Vorliegender Text:
↓↓↓
Auf den Straßen sind Menschen fast aller Altersgruppen zu sehen, und so heterogen wie die Demonstranten sind auch die Komitees, die den Protest koordinieren. Angetrieben von der Ungerechtigkeit der Diktatur, dem Frust über Vetternwirtschaft und absolute Kontrolle durch die 16 verschiedenen Geheimdienste im Land, haben sich breite Koalitionen gebildet, die in ihrer Zusammensetzung fast immer verschiedene Geschlechter, Religionsgemeinschaften und Ethnien umfassen. Diese Unterschiede werden vom gemeinsamen Wunsch nach einer neuen, emanzipatorischen Politik überbrückt, die eine freiere, offenere Gesellschaft ermöglichen soll.
»Die Komitees leisten die Hauptarbeit im Aufstand gegen das Assad-Regime. Ich finde es beeindruckend, dass sie sich von diesen Gewaltszenen nicht aufstacheln lassen«, sagt Ibrahim, nachdem er sich in seiner Berliner Wohnung wieder und wieder das Video aus Al Moadamyeh angeschaut hat. »Sie sind es, die verhindern, dass sich die Menschen gewaltsam gegen die Schergen des Assad-Clans wehren – und das ist auch gut so. Die internationale Gemeinschaft sollte auch darüber nachdenken, wie die Menschen geschützt und der unbewaffnete Aufstand unterstützt werden können.«
Nach mehr als zehn Monaten regelmäßiger Proteste sind die eigenen Ressourcen der Nachbarschaftsinitiativen, aus denen viele der Komitees entstanden sind, weitgehend aufgebraucht, auch weil sich die ökonomische Lage in Syrien ständig verschlechtert. Zwar sollen die Handelssanktionen vor allem das Regime treffen, doch auch die Aktivisten sind betroffen. Vor allem die Mitglieder der Komitees, die in den Untergrund gehen mussten, um der Verfolgung der Geheimdienste zu entgehen, benötigen Hilfe. Etwa 450 Euro kosten eine geheime Wohnung und Lebensmittel für drei Untergetauchte. Aber auch die Kommunikationsmittel wie Internetanschlüsse oder Telefone sind teuer, wenn sie zugleich Schutz vor staatlicher Kontrolle bieten sollen.
↑↑↑
Aufgabe A:
Geben Sie aus dem Text über die syrischen Protestkomitees den Abschnitt wortgetreu wieder, der mit „Auf den Straßen“ beginnt und bis einschließlich „Gesellschaft ermöglichen soll.“ reicht.
Aufgabe B:
Setzen Sie den Text über die syrischen Protestkomitees im Anschluss an seinen letzten Satz fort.

Einträge des Datensatzes
↓↓↓
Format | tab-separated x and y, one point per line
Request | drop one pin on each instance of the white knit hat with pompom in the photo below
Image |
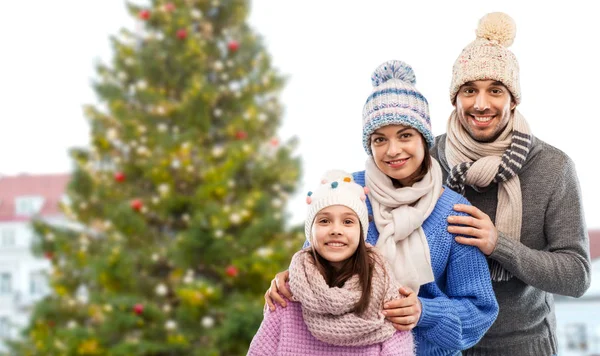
337	188
488	57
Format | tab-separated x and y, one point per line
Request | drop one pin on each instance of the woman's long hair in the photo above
360	263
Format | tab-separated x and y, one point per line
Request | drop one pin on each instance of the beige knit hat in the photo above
488	56
337	188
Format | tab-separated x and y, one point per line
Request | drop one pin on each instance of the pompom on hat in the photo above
488	57
337	188
395	101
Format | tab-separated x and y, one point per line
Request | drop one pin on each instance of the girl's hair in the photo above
360	263
425	165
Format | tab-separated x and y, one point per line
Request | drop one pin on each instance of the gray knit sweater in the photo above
552	255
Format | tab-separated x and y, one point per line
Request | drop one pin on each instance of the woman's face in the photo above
398	151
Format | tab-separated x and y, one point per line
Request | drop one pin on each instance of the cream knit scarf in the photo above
479	164
327	311
399	214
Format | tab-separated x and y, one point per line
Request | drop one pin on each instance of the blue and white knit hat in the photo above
337	188
395	101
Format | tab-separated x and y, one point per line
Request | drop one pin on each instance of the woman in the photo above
455	304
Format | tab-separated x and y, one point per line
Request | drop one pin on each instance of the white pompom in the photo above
497	26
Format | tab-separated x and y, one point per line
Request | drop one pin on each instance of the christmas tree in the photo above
175	222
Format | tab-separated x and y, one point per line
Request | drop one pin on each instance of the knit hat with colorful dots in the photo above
488	57
337	188
395	101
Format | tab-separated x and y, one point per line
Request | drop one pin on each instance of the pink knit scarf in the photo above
327	311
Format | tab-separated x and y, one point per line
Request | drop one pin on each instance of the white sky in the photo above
328	49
↑↑↑
Ergebnis A:
Auf den Straßen sind Menschen fast aller Altersgruppen zu sehen, und so heterogen wie die Demonstranten sind auch die Komitees, die den Protest koordinieren. Angetrieben von der Ungerechtigkeit der Diktatur, dem Frust über Vetternwirtschaft und absolute Kontrolle durch die 16 verschiedenen Geheimdienste im Land, haben sich breite Koalitionen gebildet, die in ihrer Zusammensetzung fast immer verschiedene Geschlechter, Religionsgemeinschaften und Ethnien umfassen. Diese Unterschiede werden vom gemeinsamen Wunsch nach einer neuen, emanzipatorischen Politik überbrückt, die eine freiere, offenere Gesellschaft ermöglichen soll.

Ergebnis B:
Bislang trägt vor allem das individuelle Bekanntschafts- und Verwandtschaftsnetz der Aktivisten die Kosten, oder Nachbarn gehen das große persönliche Risiko ein und gewähren Unterschlupf in der eigenen Wohnung. Doch auch wenn die meiste Hilfe von außen humanitärer Natur ist, unterstützen inzwischen private Initiativen aus anderen Ländern auch die politische Arbeit der Komitees.
Untertauchen – wegen der Geheimdienste
Neben den Demonstrationen und Protestaktionen gehört zur politischen Arbeit auch die Reaktion auf die Propaganda der Regierung. Staatliche Medien verbreiten ständig, bei den Aktivisten würde es sich um bewaffnete Terroristen handeln, deren einzige Ziele Bürgerkrieg und Separatismus seien. Die beiden größten Aktivisten-Netzwerke halten dagegen, dass sie ein säkulares, integrales Syrien wollten, das Menschen- und Minderheitenrechte wahrt. Diskussionen über diese Rechte und die Rolle der Religion im Staat fangen in Syrien gerade erst an – auch hier spielen die Aktivisten in den Komitees eine wichtige Rolle.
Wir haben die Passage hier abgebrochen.